### [Text under study]
▼▼▼

Robert Gustafsson and Alan Ford in "The 100-Year-Old Man" 

It may have been Swedish humorist Ingmar “Shecky” Bergman who first said, “Tragedy plus time equals comedy.”

Allan, the title character in the Nordic farce “The 100-Year-Old Man Who Climbed Out a Window and Disappeared,” has had a century of misadventures to come to the conclusion that “[stuff] happens.” His father was lynched by Bolsheviks. His mother died of starvation. He was sterilized by a Nazi scientist. He invented the atomic bomb. He was sent to the Gulag by Josef Stalin. And when his beloved cat was killed by a fox, that was the saddest day of all.

Allan (Robert Gustafsson) has dabbled with dynamite since the day in 1923 when he learned of his father’s death. In flashbacks, we learn that Allan’s expertise with explosives earned him a seat beside leaders such as Gen. Francisco Franco of Spain and U.S. President Harry S. Truman. But blowing up the hen house in his own backyard earned the old geezer a seat in a retirement home.

On his 100th birthday, Allan sees some boys playing with firecrackers outside and he impulsively climbs out the window to join them. Soon he is on a bus to wherever his loose change will take him, with a stranger’s misplaced suitcase at his side.

At the bus stop, Allan and local hermit Julius (Iwar Wiklander) discover that the suitcase is filled with $50 million euros — and a biker gang will kill to get it back.

▲▲▲

### [Task description]
Please continue the passage about the film "The 100-Year-Old Man Who Climbed Out a Window and Disappeared," picking up after the sentence about the suitcase and the biker gang.

### [Entries shown]
▼▼▼

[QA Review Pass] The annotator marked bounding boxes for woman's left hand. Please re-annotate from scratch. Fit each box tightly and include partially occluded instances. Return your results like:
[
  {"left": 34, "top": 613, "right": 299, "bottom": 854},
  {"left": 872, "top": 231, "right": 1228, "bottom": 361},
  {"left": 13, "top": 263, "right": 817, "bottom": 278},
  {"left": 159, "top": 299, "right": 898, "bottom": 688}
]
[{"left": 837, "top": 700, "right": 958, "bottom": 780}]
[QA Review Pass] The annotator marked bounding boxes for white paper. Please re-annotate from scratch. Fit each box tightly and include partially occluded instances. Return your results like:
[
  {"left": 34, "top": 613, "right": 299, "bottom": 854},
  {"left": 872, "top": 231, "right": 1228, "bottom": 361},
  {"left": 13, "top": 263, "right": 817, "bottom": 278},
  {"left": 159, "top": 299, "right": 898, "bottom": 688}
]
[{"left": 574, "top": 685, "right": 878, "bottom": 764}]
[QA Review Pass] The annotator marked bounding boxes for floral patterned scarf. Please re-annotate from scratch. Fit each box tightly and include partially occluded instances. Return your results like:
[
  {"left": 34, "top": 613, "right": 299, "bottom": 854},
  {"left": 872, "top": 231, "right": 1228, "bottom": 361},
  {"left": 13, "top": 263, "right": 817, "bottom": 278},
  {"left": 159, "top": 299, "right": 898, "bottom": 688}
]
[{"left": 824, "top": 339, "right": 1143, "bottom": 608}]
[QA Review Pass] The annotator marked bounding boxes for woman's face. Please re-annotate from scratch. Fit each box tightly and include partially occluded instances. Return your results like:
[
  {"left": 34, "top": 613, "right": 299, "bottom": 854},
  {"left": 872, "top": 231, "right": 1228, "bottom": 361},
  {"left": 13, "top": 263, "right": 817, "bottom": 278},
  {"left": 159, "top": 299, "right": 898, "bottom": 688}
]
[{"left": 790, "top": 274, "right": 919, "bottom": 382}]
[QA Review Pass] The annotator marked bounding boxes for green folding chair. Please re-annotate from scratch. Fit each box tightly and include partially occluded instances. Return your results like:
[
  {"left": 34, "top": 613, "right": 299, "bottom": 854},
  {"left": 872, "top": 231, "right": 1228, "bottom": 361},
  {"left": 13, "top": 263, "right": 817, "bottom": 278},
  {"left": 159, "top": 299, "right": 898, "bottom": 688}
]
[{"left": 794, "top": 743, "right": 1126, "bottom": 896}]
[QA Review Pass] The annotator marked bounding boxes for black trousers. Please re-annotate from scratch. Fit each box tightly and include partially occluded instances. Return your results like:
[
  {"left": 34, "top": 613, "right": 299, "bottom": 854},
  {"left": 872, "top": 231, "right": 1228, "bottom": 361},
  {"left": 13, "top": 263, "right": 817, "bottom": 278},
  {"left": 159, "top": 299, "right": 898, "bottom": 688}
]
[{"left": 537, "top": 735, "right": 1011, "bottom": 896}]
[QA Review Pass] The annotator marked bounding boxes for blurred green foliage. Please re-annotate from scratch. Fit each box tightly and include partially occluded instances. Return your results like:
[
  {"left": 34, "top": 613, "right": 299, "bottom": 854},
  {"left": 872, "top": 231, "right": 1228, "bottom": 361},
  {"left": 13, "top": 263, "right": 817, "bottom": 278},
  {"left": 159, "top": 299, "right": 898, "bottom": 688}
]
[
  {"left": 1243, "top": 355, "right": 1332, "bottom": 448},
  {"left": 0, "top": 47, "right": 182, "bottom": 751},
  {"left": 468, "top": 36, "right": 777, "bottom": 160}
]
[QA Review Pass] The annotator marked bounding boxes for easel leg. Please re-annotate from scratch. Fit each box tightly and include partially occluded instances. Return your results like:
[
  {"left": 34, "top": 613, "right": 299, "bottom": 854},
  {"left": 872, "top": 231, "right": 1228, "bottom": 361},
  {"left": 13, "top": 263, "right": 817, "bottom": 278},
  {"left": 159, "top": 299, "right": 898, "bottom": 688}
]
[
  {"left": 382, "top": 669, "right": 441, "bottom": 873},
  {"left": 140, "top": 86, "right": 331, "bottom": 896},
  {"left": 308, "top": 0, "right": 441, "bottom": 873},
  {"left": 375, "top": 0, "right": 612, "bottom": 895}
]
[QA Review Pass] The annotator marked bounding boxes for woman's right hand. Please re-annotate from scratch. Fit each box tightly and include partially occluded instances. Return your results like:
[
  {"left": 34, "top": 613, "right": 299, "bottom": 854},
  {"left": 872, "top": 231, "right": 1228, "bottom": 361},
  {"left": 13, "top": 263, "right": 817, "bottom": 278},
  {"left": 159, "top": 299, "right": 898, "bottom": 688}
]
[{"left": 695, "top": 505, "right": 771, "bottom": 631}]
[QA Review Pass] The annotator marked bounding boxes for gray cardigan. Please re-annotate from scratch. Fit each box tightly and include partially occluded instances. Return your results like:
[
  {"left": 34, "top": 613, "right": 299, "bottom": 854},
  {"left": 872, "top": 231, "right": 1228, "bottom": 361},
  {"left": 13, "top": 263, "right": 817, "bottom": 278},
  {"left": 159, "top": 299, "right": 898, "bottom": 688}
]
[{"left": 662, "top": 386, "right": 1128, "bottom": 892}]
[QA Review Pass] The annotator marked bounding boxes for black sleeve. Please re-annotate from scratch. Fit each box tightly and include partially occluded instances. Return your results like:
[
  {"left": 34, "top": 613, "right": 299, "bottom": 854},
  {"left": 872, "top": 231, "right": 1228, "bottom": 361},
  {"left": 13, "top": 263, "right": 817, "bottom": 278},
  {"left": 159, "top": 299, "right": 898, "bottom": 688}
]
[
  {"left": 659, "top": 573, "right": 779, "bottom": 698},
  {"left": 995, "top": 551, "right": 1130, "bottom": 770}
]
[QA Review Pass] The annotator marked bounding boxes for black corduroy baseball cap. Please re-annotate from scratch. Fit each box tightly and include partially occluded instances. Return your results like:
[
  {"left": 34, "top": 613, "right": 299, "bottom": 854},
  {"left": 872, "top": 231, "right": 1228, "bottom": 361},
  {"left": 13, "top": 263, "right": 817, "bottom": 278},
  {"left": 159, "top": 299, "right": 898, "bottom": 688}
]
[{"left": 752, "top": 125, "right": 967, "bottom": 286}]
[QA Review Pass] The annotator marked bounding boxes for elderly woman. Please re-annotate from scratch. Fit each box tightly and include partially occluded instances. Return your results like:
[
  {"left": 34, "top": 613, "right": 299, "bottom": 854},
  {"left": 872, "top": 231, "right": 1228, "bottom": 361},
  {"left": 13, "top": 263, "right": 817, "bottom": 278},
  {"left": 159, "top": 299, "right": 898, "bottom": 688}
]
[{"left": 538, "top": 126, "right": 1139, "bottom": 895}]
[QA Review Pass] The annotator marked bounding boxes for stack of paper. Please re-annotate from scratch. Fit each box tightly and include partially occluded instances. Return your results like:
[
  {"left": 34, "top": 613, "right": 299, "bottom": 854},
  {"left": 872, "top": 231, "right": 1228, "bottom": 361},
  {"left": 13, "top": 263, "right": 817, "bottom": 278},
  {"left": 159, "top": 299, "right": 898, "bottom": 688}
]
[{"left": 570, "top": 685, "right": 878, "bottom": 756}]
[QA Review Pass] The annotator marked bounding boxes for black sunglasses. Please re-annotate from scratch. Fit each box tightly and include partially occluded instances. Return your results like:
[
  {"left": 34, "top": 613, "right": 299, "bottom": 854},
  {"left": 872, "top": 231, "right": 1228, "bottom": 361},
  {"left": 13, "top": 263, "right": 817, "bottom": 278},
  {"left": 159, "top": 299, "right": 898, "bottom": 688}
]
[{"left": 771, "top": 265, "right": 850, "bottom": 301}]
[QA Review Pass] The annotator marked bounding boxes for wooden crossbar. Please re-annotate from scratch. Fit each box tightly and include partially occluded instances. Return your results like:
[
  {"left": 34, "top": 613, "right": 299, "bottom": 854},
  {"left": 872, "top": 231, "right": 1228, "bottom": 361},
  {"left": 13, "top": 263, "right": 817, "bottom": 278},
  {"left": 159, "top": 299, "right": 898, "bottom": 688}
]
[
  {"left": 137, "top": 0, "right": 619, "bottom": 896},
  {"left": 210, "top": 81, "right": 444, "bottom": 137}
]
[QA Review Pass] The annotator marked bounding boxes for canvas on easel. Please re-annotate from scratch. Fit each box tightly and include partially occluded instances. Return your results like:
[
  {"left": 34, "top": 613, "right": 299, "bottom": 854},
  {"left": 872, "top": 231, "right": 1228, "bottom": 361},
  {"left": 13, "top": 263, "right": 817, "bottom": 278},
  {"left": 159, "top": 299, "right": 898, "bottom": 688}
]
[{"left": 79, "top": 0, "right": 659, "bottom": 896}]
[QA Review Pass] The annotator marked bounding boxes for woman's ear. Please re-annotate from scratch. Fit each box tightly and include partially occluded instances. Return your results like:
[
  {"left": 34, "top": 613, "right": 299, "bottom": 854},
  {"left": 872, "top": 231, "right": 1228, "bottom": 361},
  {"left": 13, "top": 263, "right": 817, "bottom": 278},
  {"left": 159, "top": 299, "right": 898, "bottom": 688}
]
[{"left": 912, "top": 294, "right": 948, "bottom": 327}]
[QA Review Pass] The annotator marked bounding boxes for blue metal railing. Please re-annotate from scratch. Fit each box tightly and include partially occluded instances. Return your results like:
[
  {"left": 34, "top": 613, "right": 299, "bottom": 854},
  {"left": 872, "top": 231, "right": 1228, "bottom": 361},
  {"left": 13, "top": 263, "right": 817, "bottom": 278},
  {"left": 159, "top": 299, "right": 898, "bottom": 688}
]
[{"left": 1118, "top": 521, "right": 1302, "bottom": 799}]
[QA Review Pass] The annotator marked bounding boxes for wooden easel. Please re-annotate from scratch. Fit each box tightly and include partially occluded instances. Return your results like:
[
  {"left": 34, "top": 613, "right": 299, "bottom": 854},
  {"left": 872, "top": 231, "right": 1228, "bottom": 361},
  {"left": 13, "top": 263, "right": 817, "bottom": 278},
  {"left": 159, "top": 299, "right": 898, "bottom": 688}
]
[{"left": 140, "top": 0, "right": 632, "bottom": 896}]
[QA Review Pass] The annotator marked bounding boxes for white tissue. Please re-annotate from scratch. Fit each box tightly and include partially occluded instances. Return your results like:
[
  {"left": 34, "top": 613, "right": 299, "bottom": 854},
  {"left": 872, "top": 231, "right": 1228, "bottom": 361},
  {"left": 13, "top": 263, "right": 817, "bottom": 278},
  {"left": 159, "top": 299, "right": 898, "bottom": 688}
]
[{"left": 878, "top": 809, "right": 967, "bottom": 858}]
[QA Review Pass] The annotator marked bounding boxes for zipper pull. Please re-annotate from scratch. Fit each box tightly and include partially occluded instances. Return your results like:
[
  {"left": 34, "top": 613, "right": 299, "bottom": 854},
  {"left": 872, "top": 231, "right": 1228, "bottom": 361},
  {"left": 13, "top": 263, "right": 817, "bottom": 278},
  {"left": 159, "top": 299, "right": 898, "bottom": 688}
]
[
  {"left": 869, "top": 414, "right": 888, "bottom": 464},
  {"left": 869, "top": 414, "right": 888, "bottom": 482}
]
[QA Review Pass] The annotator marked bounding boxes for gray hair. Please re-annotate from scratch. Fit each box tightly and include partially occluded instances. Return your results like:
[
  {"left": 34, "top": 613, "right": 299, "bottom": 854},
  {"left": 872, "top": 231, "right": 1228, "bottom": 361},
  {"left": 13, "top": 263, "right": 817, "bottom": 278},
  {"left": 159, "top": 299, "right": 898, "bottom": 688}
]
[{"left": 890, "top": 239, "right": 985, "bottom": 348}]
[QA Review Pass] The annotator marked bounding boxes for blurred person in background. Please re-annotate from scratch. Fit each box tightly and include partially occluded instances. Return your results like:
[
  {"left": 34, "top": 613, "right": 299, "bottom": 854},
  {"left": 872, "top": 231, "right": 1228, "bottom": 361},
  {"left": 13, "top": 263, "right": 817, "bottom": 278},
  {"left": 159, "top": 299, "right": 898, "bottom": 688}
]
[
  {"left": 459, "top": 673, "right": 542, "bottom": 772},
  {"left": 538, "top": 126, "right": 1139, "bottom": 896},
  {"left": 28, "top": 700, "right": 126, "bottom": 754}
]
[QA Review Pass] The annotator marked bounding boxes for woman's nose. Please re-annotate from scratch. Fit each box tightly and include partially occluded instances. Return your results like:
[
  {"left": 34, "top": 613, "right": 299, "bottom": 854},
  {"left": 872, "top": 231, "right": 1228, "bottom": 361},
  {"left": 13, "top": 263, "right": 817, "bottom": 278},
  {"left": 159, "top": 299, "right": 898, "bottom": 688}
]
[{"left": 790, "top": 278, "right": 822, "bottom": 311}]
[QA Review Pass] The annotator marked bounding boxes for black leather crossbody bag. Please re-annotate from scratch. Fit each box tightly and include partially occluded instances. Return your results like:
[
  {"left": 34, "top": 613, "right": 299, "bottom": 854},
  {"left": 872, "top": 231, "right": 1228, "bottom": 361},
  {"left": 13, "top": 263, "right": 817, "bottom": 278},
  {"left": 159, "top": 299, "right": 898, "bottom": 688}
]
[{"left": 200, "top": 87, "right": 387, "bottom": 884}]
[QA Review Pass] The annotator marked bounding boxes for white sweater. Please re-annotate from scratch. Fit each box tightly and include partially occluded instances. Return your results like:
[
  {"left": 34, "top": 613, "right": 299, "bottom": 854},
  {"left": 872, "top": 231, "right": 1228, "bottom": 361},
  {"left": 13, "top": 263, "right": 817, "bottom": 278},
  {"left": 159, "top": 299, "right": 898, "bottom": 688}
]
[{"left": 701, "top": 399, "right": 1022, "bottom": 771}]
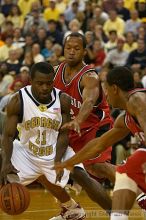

▲▲▲

### [Response to this exercise]
Be forewarned: “The 100-Year-Old Man” is edgier than its title would lead you to believe. Bad guys are bludgeoned, blown up and even crushed by an elephant, and the two duffers take a lassez-faire attitude toward disposing of them. Yet there’s a genial idiocy to their short-circumference road trip, and the old men acquire a couple of kindred outcasts: stuttering underachieving Benny (David Wiberg) and butch farm girl Gunilla (Mia Skäringer).

The present-day caper goes off the rails when it relies too heavily on coincidence and crossed paths, but the flashback timeline is as a fun as “Forrest Gump.” Along with the excellent special effects and makeup, the frisky mix of history and fantasy may explain why this is the highest grossing film in Swedish history that doesn’t involve a girl with a dragon tattoo. Like “Dragon,” it seems destined for a Hollywood remake, which is likely to be more polished but not nearly as weirdly charming.


What “The 100-Year-Old Man Who Climbed Out a Window and Disappeared” • Two and a half stars out of four • Run time 1:55 • Rating R • Content Language and violence • Where Plaza Frontenac

Joe Williams is the film critic for the St. Louis Post-Dispatch.